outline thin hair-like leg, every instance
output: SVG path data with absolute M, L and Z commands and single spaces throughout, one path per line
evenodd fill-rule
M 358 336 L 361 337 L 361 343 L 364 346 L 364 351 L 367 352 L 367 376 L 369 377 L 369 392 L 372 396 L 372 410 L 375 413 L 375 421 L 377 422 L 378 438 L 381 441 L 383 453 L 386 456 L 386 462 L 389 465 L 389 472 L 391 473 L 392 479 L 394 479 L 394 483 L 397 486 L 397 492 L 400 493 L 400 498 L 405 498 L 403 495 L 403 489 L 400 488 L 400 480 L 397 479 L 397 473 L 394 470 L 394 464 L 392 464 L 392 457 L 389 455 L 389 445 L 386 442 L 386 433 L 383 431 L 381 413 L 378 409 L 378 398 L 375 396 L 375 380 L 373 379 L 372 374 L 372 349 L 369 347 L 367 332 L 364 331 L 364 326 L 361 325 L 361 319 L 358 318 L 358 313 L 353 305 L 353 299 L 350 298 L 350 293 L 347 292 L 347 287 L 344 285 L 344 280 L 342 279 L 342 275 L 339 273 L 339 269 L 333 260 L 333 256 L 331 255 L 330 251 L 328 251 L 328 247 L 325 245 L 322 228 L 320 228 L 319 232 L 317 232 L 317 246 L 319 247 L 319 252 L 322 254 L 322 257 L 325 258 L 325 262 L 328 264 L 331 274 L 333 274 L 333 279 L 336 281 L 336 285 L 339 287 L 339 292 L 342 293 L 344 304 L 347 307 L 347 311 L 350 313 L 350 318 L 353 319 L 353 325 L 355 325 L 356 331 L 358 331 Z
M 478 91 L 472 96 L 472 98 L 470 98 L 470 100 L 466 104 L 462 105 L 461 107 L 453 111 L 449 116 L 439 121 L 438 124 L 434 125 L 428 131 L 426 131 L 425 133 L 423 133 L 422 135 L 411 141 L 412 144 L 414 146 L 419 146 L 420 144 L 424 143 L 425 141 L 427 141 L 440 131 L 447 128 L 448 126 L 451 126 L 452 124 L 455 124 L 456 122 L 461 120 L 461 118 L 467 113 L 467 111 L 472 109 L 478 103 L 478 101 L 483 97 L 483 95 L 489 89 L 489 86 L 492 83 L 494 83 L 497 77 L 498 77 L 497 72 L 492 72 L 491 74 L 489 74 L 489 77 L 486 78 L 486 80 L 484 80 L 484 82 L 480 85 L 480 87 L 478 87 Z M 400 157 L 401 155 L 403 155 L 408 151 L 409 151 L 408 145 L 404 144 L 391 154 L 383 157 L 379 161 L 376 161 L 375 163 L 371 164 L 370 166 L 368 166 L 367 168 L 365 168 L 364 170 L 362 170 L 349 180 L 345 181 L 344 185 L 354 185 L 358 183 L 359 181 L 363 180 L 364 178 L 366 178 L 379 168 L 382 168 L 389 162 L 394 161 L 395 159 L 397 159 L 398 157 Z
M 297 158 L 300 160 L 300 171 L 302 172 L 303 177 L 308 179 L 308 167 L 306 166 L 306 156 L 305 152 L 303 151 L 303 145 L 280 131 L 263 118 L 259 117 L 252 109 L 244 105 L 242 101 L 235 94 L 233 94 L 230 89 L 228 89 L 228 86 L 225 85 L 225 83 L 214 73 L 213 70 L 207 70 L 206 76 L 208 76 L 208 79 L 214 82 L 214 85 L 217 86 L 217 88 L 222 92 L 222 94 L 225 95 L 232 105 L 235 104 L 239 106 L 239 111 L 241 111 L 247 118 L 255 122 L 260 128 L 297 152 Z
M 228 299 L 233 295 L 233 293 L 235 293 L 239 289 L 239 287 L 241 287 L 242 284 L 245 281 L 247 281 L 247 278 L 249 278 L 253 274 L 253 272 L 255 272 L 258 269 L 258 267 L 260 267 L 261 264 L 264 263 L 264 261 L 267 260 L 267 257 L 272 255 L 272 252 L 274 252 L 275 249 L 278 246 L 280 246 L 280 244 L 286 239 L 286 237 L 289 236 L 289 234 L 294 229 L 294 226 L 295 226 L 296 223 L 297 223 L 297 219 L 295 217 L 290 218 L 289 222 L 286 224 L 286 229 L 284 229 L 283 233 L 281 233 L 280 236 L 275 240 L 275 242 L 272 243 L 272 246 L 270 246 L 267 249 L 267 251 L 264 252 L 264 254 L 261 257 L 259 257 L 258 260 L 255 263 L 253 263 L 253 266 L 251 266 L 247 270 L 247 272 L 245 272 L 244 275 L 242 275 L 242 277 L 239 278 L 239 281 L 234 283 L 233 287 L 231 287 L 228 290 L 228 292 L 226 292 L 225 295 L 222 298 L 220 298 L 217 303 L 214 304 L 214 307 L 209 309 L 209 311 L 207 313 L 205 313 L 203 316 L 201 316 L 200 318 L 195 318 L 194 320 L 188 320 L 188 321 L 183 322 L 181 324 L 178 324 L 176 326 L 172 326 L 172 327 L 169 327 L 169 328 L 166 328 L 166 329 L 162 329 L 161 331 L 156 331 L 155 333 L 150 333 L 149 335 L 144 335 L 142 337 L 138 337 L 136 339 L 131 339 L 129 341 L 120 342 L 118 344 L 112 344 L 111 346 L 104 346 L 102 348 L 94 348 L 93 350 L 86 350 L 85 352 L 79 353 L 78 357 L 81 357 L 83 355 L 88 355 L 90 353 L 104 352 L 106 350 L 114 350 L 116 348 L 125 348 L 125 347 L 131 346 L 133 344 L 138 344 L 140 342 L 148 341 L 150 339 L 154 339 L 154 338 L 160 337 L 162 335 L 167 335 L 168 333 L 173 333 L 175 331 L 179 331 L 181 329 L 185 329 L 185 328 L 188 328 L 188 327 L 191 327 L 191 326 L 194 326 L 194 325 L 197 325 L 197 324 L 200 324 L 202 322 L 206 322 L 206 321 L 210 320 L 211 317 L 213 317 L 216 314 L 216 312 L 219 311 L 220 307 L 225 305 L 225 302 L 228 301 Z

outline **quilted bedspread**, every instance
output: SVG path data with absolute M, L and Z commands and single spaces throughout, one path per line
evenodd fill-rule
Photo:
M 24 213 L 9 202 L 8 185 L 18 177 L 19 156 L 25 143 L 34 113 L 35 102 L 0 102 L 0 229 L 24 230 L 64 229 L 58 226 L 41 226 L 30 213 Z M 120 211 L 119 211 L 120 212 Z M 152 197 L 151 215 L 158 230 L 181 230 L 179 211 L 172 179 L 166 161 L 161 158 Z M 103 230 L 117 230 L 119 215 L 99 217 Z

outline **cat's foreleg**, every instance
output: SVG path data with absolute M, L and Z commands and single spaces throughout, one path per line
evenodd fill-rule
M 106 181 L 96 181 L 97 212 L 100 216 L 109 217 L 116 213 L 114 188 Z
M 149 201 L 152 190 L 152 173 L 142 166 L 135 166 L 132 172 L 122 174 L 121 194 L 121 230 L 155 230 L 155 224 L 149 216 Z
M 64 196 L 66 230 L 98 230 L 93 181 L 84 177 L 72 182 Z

==================================================

■ PROMPT
Rewrite all the records above, replacing "every instance" with "all instances" everywhere and leaving everything else the same.

■ WRITTEN REPLY
outline thin hair-like leg, all instances
output: SVG path data with absolute M, L and Z commands and single spaces throughout, one path per line
evenodd fill-rule
M 358 336 L 361 337 L 361 343 L 364 346 L 364 351 L 367 352 L 367 376 L 369 377 L 369 392 L 372 396 L 372 410 L 375 413 L 375 421 L 377 422 L 378 438 L 381 441 L 383 453 L 386 456 L 386 462 L 389 465 L 389 472 L 391 473 L 392 479 L 394 479 L 394 483 L 397 486 L 397 492 L 400 493 L 400 498 L 405 498 L 403 495 L 403 489 L 400 488 L 400 480 L 397 479 L 397 473 L 394 470 L 394 464 L 392 464 L 392 457 L 389 455 L 389 445 L 386 442 L 386 433 L 383 431 L 381 413 L 378 409 L 378 398 L 375 396 L 375 380 L 373 379 L 372 374 L 372 349 L 369 347 L 367 332 L 364 331 L 364 326 L 361 325 L 361 319 L 358 318 L 358 313 L 353 305 L 353 299 L 350 298 L 350 293 L 347 292 L 347 287 L 344 285 L 344 280 L 342 279 L 342 275 L 339 273 L 339 269 L 333 260 L 333 256 L 331 255 L 330 251 L 328 251 L 328 247 L 325 245 L 322 228 L 320 228 L 319 232 L 317 232 L 317 246 L 319 247 L 319 252 L 322 254 L 322 257 L 325 258 L 325 262 L 328 264 L 331 274 L 333 274 L 333 279 L 336 281 L 336 285 L 339 287 L 339 292 L 342 293 L 344 304 L 347 307 L 347 311 L 350 313 L 350 318 L 353 319 L 353 325 L 355 325 L 356 331 L 358 331 Z
M 478 91 L 472 96 L 472 98 L 470 98 L 470 100 L 466 104 L 462 105 L 461 107 L 453 111 L 449 116 L 439 121 L 438 124 L 434 125 L 428 131 L 426 131 L 425 133 L 423 133 L 422 135 L 411 141 L 412 144 L 414 146 L 419 146 L 420 144 L 424 143 L 425 141 L 427 141 L 440 131 L 447 128 L 448 126 L 451 126 L 452 124 L 455 124 L 456 122 L 461 120 L 461 118 L 467 113 L 467 111 L 472 109 L 478 103 L 478 101 L 483 97 L 483 95 L 489 89 L 489 86 L 492 83 L 494 83 L 497 77 L 498 77 L 497 72 L 492 72 L 491 74 L 489 74 L 489 77 L 486 78 L 486 80 L 484 80 L 484 82 L 480 85 L 480 87 L 478 87 Z M 400 157 L 401 155 L 403 155 L 408 151 L 409 151 L 408 145 L 404 144 L 391 154 L 383 157 L 379 161 L 376 161 L 375 163 L 371 164 L 370 166 L 368 166 L 367 168 L 365 168 L 364 170 L 362 170 L 349 180 L 345 181 L 344 185 L 354 185 L 358 183 L 359 181 L 363 180 L 364 178 L 366 178 L 379 168 L 382 168 L 389 162 L 394 161 L 395 159 L 397 159 L 398 157 Z
M 297 158 L 300 160 L 300 171 L 302 172 L 303 177 L 308 179 L 308 167 L 306 166 L 306 156 L 305 152 L 303 151 L 303 145 L 280 131 L 263 118 L 259 117 L 252 109 L 244 105 L 242 101 L 235 94 L 233 94 L 230 89 L 228 89 L 228 86 L 225 85 L 225 83 L 214 73 L 213 70 L 207 70 L 206 76 L 208 76 L 208 79 L 214 82 L 214 85 L 217 86 L 217 88 L 222 92 L 222 94 L 225 95 L 232 105 L 235 104 L 239 106 L 239 111 L 241 111 L 247 118 L 255 122 L 260 128 L 297 152 Z
M 228 299 L 233 295 L 233 293 L 235 293 L 239 289 L 239 287 L 241 287 L 242 284 L 245 281 L 247 281 L 247 278 L 249 278 L 253 274 L 253 272 L 255 272 L 258 269 L 258 267 L 260 267 L 261 264 L 264 263 L 264 261 L 267 260 L 267 257 L 272 255 L 272 252 L 274 252 L 275 249 L 278 246 L 280 246 L 280 244 L 286 239 L 286 237 L 289 236 L 289 234 L 294 229 L 294 226 L 295 226 L 296 223 L 297 223 L 297 219 L 295 217 L 290 218 L 289 222 L 286 224 L 286 229 L 284 229 L 283 233 L 281 233 L 280 236 L 275 240 L 275 242 L 272 243 L 272 246 L 270 246 L 267 249 L 267 251 L 264 252 L 264 254 L 261 257 L 259 257 L 258 260 L 255 263 L 253 263 L 253 266 L 251 266 L 247 270 L 247 272 L 245 272 L 244 275 L 242 275 L 242 277 L 239 278 L 239 281 L 234 283 L 233 287 L 231 287 L 228 290 L 228 292 L 226 292 L 225 295 L 222 298 L 220 298 L 217 303 L 214 304 L 214 307 L 209 309 L 209 311 L 207 313 L 205 313 L 203 316 L 201 316 L 200 318 L 195 318 L 194 320 L 188 320 L 188 321 L 183 322 L 181 324 L 178 324 L 176 326 L 172 326 L 172 327 L 169 327 L 169 328 L 166 328 L 166 329 L 162 329 L 161 331 L 156 331 L 155 333 L 150 333 L 149 335 L 144 335 L 142 337 L 138 337 L 136 339 L 131 339 L 129 341 L 120 342 L 118 344 L 112 344 L 111 346 L 104 346 L 102 348 L 94 348 L 93 350 L 86 350 L 85 352 L 79 353 L 78 357 L 81 357 L 83 355 L 88 355 L 90 353 L 104 352 L 106 350 L 114 350 L 116 348 L 125 348 L 125 347 L 131 346 L 133 344 L 138 344 L 140 342 L 148 341 L 150 339 L 154 339 L 154 338 L 160 337 L 162 335 L 167 335 L 168 333 L 173 333 L 175 331 L 179 331 L 181 329 L 185 329 L 185 328 L 188 328 L 188 327 L 191 327 L 191 326 L 194 326 L 194 325 L 197 325 L 197 324 L 200 324 L 202 322 L 206 322 L 206 321 L 210 320 L 211 317 L 213 317 L 216 314 L 216 312 L 219 311 L 220 307 L 225 305 L 225 302 L 228 301 Z

outline **quilted bedspread**, all instances
output: SVG path data with absolute M, L and Z commands and single spaces throughout, one path per line
evenodd fill-rule
Photo:
M 24 213 L 9 202 L 8 185 L 18 177 L 19 156 L 25 143 L 34 113 L 35 102 L 0 102 L 0 229 L 24 230 L 64 229 L 58 226 L 41 226 L 30 213 Z M 120 211 L 119 211 L 120 212 Z M 152 197 L 151 215 L 158 230 L 181 230 L 179 211 L 172 179 L 166 161 L 161 158 Z M 103 230 L 117 230 L 119 215 L 99 217 Z

outline **cat's foreleg**, all instances
output: SVG path data with absolute M, L and Z commands and single spaces throughout, one path per line
evenodd fill-rule
M 106 181 L 96 181 L 97 212 L 100 216 L 109 217 L 116 213 L 114 188 Z
M 149 201 L 152 190 L 152 173 L 142 166 L 135 166 L 132 172 L 122 174 L 121 194 L 121 230 L 155 230 L 155 224 L 149 216 Z
M 64 196 L 66 230 L 98 230 L 93 181 L 84 177 L 72 182 Z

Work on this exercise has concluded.